§ **Goal**
Locate each line in the rows below that contains the string "tire", and copy those lines. Treat uppercase and lowercase as different.

--------------------------------------------------

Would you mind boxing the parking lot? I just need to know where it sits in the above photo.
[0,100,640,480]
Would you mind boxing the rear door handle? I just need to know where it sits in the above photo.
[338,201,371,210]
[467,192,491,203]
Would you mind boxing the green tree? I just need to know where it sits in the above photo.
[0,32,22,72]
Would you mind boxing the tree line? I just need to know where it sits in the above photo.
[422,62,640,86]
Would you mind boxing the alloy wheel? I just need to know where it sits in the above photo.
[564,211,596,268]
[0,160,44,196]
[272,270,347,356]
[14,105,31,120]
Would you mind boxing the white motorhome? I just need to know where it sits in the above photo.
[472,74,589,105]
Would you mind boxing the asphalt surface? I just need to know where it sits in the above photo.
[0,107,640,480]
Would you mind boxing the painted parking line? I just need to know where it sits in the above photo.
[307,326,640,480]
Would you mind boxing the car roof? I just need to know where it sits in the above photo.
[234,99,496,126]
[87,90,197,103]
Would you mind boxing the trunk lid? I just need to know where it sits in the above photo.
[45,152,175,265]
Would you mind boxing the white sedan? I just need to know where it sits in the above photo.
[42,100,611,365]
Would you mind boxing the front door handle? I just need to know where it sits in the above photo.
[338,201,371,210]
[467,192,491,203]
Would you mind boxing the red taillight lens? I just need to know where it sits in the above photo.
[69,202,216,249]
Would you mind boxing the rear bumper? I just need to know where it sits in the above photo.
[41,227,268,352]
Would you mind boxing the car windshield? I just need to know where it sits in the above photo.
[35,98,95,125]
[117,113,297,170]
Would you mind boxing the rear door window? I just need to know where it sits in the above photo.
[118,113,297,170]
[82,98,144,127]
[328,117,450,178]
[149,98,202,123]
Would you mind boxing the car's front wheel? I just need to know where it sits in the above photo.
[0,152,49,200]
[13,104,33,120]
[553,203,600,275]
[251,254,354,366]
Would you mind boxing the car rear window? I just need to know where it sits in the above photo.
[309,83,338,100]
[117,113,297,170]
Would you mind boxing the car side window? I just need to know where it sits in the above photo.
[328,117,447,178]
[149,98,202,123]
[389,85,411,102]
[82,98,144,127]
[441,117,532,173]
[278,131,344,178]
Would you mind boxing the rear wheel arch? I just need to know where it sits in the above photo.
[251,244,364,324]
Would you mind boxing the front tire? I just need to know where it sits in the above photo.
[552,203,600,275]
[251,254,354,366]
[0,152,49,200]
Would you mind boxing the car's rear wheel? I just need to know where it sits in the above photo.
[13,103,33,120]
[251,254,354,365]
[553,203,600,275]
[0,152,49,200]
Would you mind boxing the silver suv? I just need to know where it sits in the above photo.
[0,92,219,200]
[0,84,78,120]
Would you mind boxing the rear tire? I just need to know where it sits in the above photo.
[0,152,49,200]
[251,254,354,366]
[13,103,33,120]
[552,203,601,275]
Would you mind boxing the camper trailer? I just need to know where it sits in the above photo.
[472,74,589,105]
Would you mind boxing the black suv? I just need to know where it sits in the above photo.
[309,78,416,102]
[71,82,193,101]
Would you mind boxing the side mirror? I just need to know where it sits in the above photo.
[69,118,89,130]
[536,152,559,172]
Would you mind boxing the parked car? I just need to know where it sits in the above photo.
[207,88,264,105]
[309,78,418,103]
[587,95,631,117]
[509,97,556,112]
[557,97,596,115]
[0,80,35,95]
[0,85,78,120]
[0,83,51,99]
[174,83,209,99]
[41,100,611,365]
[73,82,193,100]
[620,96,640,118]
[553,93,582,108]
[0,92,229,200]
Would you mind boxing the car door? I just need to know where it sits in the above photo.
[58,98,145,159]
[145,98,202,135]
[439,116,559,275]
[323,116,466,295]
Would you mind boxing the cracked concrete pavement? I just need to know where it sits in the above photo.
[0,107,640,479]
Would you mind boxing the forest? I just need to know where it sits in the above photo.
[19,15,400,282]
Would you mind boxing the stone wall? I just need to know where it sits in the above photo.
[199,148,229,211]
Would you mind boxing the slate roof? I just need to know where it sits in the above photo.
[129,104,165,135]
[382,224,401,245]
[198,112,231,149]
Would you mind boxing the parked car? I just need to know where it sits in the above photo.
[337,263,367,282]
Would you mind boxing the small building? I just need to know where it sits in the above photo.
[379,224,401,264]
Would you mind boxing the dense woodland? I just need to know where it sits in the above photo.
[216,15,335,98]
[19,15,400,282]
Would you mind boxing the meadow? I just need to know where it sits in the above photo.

--------------------------------------------------

§ **Answer below**
Would you mind boxing the front tire? I just need to know where it sits in the above photo.
Would you mind boxing the rear tire? I just need to know where it sits in the above photo.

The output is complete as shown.